*Action item*: A verbatim copy of each record is required.

*Provided material*:

□ □ □ □

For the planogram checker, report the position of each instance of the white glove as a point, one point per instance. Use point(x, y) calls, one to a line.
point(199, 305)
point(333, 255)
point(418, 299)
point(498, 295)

□ □ □ □

*Exercise solution*:
For the planogram checker, report the position of each instance of the white glove as a point, one point per instance. Use point(x, y) calls, one to a line.
point(199, 305)
point(333, 255)
point(418, 299)
point(498, 295)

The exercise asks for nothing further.